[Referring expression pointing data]
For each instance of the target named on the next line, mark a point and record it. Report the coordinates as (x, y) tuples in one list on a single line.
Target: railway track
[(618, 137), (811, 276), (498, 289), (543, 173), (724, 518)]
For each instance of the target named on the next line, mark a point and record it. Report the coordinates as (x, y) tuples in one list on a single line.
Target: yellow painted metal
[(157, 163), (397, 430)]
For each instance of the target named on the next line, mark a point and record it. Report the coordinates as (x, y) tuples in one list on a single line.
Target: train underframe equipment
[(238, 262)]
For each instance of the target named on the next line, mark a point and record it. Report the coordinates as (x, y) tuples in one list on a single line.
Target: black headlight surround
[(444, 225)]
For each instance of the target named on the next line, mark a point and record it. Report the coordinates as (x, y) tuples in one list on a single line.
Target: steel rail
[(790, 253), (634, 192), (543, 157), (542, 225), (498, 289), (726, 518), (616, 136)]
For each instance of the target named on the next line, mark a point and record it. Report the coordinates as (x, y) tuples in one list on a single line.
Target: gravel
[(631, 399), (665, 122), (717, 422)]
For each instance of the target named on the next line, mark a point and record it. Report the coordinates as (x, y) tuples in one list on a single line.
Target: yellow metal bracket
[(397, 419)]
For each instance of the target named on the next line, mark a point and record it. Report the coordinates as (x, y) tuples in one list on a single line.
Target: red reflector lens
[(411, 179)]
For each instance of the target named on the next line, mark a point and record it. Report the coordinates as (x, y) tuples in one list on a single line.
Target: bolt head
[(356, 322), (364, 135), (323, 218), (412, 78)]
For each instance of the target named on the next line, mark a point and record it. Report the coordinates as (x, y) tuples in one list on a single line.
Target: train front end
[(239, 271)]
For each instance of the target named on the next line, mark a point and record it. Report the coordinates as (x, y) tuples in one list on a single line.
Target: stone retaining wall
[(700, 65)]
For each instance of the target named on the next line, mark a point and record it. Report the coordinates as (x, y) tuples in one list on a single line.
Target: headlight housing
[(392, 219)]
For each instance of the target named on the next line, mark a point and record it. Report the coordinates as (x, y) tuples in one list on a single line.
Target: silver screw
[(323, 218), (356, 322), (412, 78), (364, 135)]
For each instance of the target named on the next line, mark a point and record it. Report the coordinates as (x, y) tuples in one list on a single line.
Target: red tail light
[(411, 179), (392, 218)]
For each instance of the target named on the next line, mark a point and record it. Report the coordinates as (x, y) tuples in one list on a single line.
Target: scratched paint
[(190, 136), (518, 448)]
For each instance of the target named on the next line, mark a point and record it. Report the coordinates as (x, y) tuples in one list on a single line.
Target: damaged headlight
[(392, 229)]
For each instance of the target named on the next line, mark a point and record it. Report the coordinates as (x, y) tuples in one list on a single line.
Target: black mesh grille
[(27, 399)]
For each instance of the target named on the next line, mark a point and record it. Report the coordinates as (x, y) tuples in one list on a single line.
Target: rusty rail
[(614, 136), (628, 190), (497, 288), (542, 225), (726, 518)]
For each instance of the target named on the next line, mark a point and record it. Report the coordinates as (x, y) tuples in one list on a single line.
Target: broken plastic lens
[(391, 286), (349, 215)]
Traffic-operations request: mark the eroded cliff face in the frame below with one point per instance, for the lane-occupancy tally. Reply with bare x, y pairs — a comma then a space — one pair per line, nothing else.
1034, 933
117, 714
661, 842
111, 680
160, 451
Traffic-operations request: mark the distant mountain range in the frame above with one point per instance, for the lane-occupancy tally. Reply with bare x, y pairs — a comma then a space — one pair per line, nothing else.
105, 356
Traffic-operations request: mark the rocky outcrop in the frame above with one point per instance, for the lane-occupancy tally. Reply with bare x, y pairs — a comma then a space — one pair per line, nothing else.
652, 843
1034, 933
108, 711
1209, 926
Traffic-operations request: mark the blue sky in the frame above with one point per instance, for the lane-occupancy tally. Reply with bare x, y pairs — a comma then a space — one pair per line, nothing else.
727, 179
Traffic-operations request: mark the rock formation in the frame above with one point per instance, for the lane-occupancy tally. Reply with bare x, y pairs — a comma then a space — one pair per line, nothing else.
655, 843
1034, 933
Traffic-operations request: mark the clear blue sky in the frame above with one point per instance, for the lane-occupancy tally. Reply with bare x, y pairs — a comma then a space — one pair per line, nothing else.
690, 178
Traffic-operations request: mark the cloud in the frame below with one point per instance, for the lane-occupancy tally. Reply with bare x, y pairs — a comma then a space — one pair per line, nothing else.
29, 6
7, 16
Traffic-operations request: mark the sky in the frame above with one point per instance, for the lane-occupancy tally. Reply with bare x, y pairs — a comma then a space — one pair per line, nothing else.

* **Your goal**
Give back each line above precisely as it stands.

* **Answer for the task**
For each instance of the target named on the next line, mark a point and record it. Report the coordinates as (x, y) tuples in one list on a single line.
Target: railway track
[(618, 137), (811, 276), (498, 289), (543, 173), (724, 518)]
For each instance of the target named on the next line, mark a point and record it. Report the coordinates as (x, y) tuples in one list on a single line.
Target: yellow painted metal
[(157, 163), (397, 430)]
For each instance of the target named on the next line, mark a point and record it. Report the coordinates as (x, y) tuples in one list on a single line.
Target: train underframe equipment
[(238, 262)]
For each instance of the target named on the next line, mark a point and record it. Report the coordinates as (x, y) tuples in one list on a single line.
Target: black headlight surround
[(444, 225)]
For each instance of the target named on the next line, mark a point and record it. Report the coordinates as (x, y) tuples in one list on a single line.
Target: steel rail
[(790, 253), (634, 192), (543, 157), (542, 225), (498, 289), (726, 518), (616, 136)]
For each instance of the target named on the next line, mark a point and record it. Report the coordinates as (x, y) tuples in one list on a single line.
Target: gravel
[(631, 399), (665, 122), (717, 422)]
For each instance of the target named on the next line, mark a point and record it. Report the coordinates as (x, y) tuples in one list on a single line.
Target: yellow metal bracket
[(397, 419)]
For each instance of the target named on the next line, mark a point and record it. Report the coordinates as (x, y) tuples in one list on a single line.
Target: red reflector lens
[(411, 179)]
For each instance of the target named on the next line, mark a point and record it. Report the coordinates as (x, y) tuples in one list on a single line.
Target: bolt head
[(356, 322), (364, 135), (323, 218), (412, 78)]
For each instance of the target named on the next line, mark a point and record it. Report the coordinates as (x, y) tuples in one list on a single line.
Target: train front end
[(239, 271)]
For each instance of the target named on the next line, mark a point and record it. Report the coordinates as (x, y) tuples in one list on a single line.
Target: stone retaining wall
[(700, 65)]
For each instance of the target named on the next line, mark a point and record it. Report the coordinates as (x, y) tuples in one list on a single line.
Target: headlight housing
[(392, 219)]
For each instance of the target named on the next line, mark a point and record it. Report the coordinates as (x, y) tuples in one list on a single line.
Target: silver screw
[(323, 218), (356, 322), (412, 78), (364, 135)]
For each instance of the target named on the next line, mark a point and record it. Report the coordinates as (x, y) tuples in one list on a single line.
Target: red tail light
[(411, 179), (392, 218)]
For each instance of the target named on the next line, mark a point and record it. Report the coordinates as (x, y) tuples in one list on a single line.
Target: scratched paint
[(190, 136), (518, 448)]
For each instance of the target named on the next line, mark a point and record it. Report the coordinates as (x, y) tuples in one list on a single line.
Target: damaged headlight
[(392, 229)]
For each instance of the target named on the next line, mark a point and record it. Report the coordinates as (x, y) tuples in one list on a single line.
Target: black mesh grille
[(27, 399)]
For each instance of the target named on the next line, mark a point and record it. Report the coordinates as (x, y) tuples in one list on a single line.
Target: rusty rail
[(614, 136), (628, 190), (497, 288), (542, 225), (726, 518)]
For each instance of the target named on the next line, mark a point and record it. Report the coordinates as (x, y) tuples in one list on a single line.
Target: broken plastic lens
[(391, 286), (349, 215)]
Traffic-operations request: mark the eroded cliff face in the frame below with one point per instance, for the lane-occupancy tally. Reply with bare x, y pairs — a comma then a space — one pair per line, nothing else.
1034, 933
117, 714
661, 842
111, 680
160, 451
Traffic-operations request: mark the distant mountain range in the frame above with one point per instance, for the lane-occupancy tally. Reply with bare x, y pairs — a comma then a space — one pair per line, nothing else.
105, 356
Traffic-operations request: mark the rocky outcrop in the frame above with one point per instance, for the lane-occupancy tally. Reply with bare x, y pairs — a comma then a space — one pair per line, nothing else.
652, 843
1034, 933
108, 711
1209, 926
Traffic-operations request: mark the blue sky in the frame above with one point per instance, for the lane-occupancy tally. Reply with bare x, y pairs — a comma then a space — one pair per line, nothing else.
727, 179
Traffic-operations request: mark the rock formation in the frame above with one point per instance, for the lane-occupancy tally. Reply with bare x, y pairs — a comma then a space — one pair per line, nothing else.
655, 843
1034, 933
Traffic-operations request: mark the clear blue sky in the frame above with one point per instance, for the lane-occupancy tally. Reply with bare x, y pairs — a comma then a space — one pair per line, nothing else.
690, 178
Traffic-operations request: mark the cloud in the frame below with one point per instance, for the lane-occupancy tally. Reply with bare x, y pairs — a comma then a space — one pair per line, nothing else.
29, 6
7, 16
Traffic-operations request: mark the sky in the frame above with one point per instance, for the lane-occupancy tally. Reply with bare x, y pairs — a comma then a space — one pair per line, nothing else.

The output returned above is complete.